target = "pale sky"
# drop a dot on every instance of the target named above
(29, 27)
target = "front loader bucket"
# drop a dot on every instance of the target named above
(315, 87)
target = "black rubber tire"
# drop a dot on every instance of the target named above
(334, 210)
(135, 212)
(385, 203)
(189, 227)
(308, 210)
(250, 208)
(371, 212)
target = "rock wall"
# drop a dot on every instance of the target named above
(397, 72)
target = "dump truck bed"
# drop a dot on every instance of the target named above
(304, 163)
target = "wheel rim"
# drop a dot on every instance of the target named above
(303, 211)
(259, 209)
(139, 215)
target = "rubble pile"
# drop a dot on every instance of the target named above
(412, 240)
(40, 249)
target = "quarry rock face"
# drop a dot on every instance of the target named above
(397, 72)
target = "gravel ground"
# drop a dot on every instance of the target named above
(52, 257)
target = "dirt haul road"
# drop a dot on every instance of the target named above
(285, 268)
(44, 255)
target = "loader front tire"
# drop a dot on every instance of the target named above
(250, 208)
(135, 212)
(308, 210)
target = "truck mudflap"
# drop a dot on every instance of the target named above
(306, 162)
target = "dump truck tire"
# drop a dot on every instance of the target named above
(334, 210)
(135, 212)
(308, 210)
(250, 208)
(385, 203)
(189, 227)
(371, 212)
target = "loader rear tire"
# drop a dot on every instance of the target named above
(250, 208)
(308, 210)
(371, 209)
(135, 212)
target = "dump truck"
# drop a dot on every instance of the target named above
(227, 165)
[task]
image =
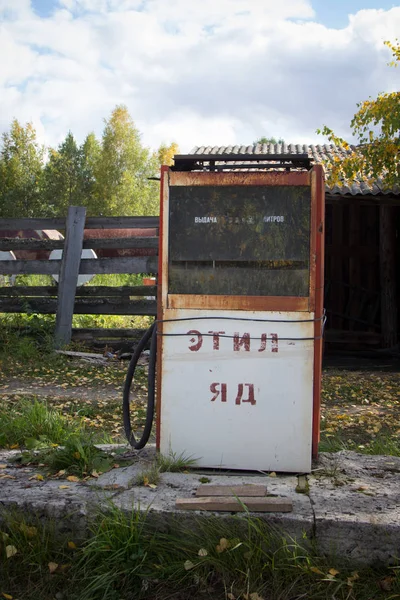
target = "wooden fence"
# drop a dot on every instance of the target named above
(67, 298)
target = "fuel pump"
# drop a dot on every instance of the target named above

• • •

Rewrite all the rows above, changing each "drop a dot" to "place a point" and keeping everything else the same. Leave the pictures out of your answer.

**Written reply**
target = "pale sky"
# place a point on every instance of the target named above
(29, 27)
target = "front loader bucket"
# place a point on every instance of the target named above
(315, 87)
target = "black rubber tire"
# place a point on every instance of the target named above
(334, 210)
(135, 212)
(385, 203)
(189, 227)
(308, 210)
(250, 208)
(371, 212)
target = "rock wall"
# place a point on every instance of the target named above
(397, 72)
target = "dump truck bed"
# place a point on every instance of the target named above
(304, 163)
target = "wheel rim"
# place a point on every instance of the target named above
(303, 211)
(259, 209)
(139, 215)
target = "rubble pile"
# place a point on every instance of the target named above
(412, 240)
(40, 249)
target = "quarry rock face"
# place a point on every instance of the target named above
(397, 72)
target = "gravel ground"
# place a point on every instance of the target named above
(52, 257)
target = "dirt haul road"
# place a point on every instance of the target named above
(285, 268)
(44, 255)
target = "loader front tire"
# place a point on every instance of the target named above
(250, 208)
(135, 212)
(308, 210)
target = "truck mudflap"
# place a point on every instance of the target named above
(306, 162)
target = "dump truck tire"
# place a point on every instance of the target named above
(334, 210)
(135, 212)
(308, 210)
(250, 208)
(385, 203)
(189, 227)
(371, 212)
target = "loader rear tire"
# place a point on every instance of the target named above
(250, 208)
(308, 210)
(371, 209)
(135, 212)
target = "dump truck"
# place a point on every instance of the target named above
(227, 165)
[task]
image =
target = "wooden fence"
# place a point on every instance of the target named above
(67, 298)
target = "fuel pump"
# place a point on every instance of the target named above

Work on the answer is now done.